Given text »
╭──

Application profiles and metadata for repositories
RSS icon Email icon Home icon
  • Picture This! (hack day at Dev8D+)

    Posted on March 1st, 2011 Talat Chaudhri No comments

    Picture This!Picture This!

    The Picture This! event on image metadata was held at Dev8D+ on 15 February 2011 at the University of London Union (ULU) in Bloomsbury, London. It led into the Picture This! Developer Challenge at Dev8D on 16/17 February 2011.

    The morning began with a brief, practical introduction to application profiles for image metadata by Talat Chaudhri of the Application Profiles Support Project, aimed at getting the attendees to think about the kinds of metadata solutions required for the specific problems that face them in dealing with images within the public-facing systems that they run in their institutions. He invited the attendees to think about the sorts of metadata and the kinds of relationships between images as related web resources that might be required in these systems.

    The attendees then delivered some lightning talks, outlining the sorts of problem spaces that they are seeking to deal with in order to deliver image resources more successfully to users. Most of these centred around EXIF, IPTC, as well as ISO 19139 for geospatial metadata. Other metadata standards that were mentioned included NISO MIX and VRA. The talks were focussed on a range of issues including embedding image metadata within images, extracting metadata from images on services such as Flickr using the relevant API, auto-generation and enrichment of metadata, and visual surfacing of copyright and other information for users from embedded metadata within images. There was surprisingly little interest in managing relationships between images, for example where various different types of post-processing of a particular image has resulted in multiple related images that stem from the same original. It was also quite notable that comparatively little attention was given to subject metadata by attendees at the event. Holding the event at an event for developers may explain the relative lack of interest in these areas, which have been more significant issues at meetings of the Metadata Forum.

    Picture This!Picture This!

    After lunch, the attendees formed into groups that included both metadata practitioners and developers, to address the issues raised by the lightning talks. They later delivered pitches based on these ideas, several of which fed into the Picture This! Developer Challenge at Dev8D. In addition to the attendees themselves, a number of additional developers who attended Dev8D+ offered their advice and collaboration, and dropped in and out of the afternoon session. This sharing of expertise highlighted the value of the collaborative approach taken at Dev8D, as well as directly helping practitioners with the problems that they had outlined during the morning session. Particular mention should be made of Ben O’ Steen and Ben Charlton for the considerable help that they gave to developers and practitioners throughout the day.

    Ben O’ Steen talks about Picture This! and Dev8D

     

    As part of theDev8D Developer Challenge, the Picture This! event offered prizes of Amazon vouchers for first and second prize for those who came up with the most innovative and practical solutions to identified problems using image metadata.

╰──

Record extracts »
╭──

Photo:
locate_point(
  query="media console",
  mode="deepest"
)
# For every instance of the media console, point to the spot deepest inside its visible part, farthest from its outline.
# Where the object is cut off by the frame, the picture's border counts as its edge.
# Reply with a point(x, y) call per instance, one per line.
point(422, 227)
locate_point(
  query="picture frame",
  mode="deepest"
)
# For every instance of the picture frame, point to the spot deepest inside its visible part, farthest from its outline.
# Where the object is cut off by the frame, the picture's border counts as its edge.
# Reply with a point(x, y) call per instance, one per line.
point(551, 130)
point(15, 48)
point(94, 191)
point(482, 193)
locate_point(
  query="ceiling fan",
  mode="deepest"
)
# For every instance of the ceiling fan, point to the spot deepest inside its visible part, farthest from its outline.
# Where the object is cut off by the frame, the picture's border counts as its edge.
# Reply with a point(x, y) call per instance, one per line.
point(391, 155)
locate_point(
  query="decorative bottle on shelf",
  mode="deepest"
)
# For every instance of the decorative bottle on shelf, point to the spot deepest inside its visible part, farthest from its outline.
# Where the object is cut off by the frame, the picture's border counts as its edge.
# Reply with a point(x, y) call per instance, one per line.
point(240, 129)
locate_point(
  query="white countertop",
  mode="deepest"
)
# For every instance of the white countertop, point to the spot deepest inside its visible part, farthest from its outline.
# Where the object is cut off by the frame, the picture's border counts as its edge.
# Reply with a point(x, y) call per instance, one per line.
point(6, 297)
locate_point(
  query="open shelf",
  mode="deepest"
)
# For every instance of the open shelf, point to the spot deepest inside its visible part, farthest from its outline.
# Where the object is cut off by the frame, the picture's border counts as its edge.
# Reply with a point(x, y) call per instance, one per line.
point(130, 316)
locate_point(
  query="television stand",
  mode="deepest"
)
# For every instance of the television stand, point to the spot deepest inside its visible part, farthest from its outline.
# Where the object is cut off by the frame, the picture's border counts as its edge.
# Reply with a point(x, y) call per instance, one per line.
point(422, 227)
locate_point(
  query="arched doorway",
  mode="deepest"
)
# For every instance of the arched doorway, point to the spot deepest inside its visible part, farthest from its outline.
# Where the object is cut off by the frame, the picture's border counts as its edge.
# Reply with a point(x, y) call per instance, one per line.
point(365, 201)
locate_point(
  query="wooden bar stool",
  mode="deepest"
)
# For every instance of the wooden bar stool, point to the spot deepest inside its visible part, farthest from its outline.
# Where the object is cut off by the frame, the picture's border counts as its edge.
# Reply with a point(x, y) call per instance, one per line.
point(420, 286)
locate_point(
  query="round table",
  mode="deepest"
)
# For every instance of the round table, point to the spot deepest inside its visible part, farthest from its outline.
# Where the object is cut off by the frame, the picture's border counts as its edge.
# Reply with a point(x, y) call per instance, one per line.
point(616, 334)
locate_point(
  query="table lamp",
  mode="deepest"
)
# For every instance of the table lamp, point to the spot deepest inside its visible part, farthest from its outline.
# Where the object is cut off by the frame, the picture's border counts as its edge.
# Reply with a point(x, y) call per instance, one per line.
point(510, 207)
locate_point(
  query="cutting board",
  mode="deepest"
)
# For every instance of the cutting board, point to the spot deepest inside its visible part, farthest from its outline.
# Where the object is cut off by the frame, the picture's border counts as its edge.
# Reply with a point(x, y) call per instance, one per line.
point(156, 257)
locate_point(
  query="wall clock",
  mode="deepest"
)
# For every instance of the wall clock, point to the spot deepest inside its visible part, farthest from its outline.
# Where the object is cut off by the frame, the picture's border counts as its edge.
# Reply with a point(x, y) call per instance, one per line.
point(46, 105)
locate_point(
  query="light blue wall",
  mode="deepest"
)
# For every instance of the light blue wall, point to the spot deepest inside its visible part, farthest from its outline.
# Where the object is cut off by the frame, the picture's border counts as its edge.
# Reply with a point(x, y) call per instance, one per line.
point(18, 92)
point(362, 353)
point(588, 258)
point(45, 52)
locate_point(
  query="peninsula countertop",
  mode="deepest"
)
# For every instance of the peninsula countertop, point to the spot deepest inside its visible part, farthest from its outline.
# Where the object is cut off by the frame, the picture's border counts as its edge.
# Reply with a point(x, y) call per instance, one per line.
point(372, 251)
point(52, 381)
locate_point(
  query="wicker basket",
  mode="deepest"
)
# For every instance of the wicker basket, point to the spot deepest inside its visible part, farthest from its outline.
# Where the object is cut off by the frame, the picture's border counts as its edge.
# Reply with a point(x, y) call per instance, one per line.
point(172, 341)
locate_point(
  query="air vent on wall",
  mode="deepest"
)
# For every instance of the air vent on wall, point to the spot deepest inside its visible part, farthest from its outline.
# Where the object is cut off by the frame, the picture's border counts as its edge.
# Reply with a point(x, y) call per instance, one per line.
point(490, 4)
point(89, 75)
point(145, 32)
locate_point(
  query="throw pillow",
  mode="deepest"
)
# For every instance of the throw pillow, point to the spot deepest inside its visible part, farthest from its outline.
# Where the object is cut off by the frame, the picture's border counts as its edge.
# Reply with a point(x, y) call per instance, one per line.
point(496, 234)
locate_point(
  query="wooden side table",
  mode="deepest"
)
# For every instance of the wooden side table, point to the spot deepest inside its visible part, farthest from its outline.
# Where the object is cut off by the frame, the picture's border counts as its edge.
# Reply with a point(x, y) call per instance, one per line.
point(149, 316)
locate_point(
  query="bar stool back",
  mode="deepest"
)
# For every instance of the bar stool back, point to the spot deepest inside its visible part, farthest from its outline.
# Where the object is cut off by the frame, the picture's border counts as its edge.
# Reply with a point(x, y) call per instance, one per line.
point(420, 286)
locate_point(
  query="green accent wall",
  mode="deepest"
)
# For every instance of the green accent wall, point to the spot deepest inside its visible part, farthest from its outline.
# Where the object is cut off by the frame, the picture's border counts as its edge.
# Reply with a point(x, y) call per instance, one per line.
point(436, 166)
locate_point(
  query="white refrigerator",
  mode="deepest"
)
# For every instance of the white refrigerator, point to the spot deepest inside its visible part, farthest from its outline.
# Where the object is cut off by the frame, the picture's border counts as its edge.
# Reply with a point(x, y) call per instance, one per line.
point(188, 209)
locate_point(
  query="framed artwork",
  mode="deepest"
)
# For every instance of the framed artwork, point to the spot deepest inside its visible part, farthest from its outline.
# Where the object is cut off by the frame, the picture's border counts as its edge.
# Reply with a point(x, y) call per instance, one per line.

╰──

Exercises to complete »
**A.** In the Picture This! post, rewrite the part that opens with the words containing "As part of theDev8D" and closes with "using image metadata.", putting "book tokens" in place of "Amazon vouchers".
**B.** Which metadata standards does the Picture This! post name? Please list every one.
**C.** Extend the Picture This! post past its final sentence.

Expected outputs »
**A.**
As part of theDev8D Developer Challenge, the Picture This! event offered prizes of book tokens for first and second prize for those who came up with the most innovative and practical solutions to identified problems using image metadata.

**B.**
EXIF
IPTC
ISO 19139
NISO MIX
VRA

**C.**
    The first prize of a £50 Amazon voucher went to Robert Baker and Roger Greenhaigh for their work in extracting embedding copyright information from images and dynamically modifying images to include a banner including a logo displaying the licence, e.g. the specific type of Creative Commons licence, and the copyright holder. The judges felt that this relatively simple but highly effective idea again had enormous potential within the UK HE sector, not least as a time-saving device with instant visual impact that could be used widely by anybody wanting to know whether or not and how they could re-use a particular image.

    Rober Baker and Roger Greenhaigh’s Entry for the Developer Challenge

    The second prize of a £25 Amazon voucher went to Bharti Gupta for her work in embedding geospatial image metadata within map images, for example climate data, an idea that has enormous potential for re-use within the UK HE sector. By embedding the metadata in this way, the problem of managing images and metadata separately is removed and machine processing and transmission of map images over the web is significantly enriched without the need for metadata harvesting.

    “Before”: Bharti Gupta talks about Picture This!

    “After”: Bharti Gupta’s Entry for the Developer Challenge

    Ianthe Hind and Scott Renton worked on enriching image metadata using a range of techniques, the most ambitious of which was image recognition. Ianthe’s work on this challenge at Dev8D deserves special mention for the huge effort and wide range of technologies that she investigated for auto-generation of metadata. She showed that commonly available image recognition software is not yet capable of delivering the functionality that developers need to be able to make use of existing rich metadata on the web to describe new images of known objects, places or landmarks, which would avoid the need for constant duplication and time-consuming repetitious metadata entry.

    “Before”: Ianthe Hind talks about Picture This!

    “After”: Ianthe Hind’s Entry for the Developer Challenge

    The organisers of the event intend to follow up on and document these outputs, and ensure that they feed back into future meetings of the Metadata Forum. The day was highly successful, the attendees were enthusiastic and motivated, and the Dev8D event format was at its best in bringing practitioners with practical problems together with developers to address real, tractable problems and produce immediate solutions and demonstrations to solve them.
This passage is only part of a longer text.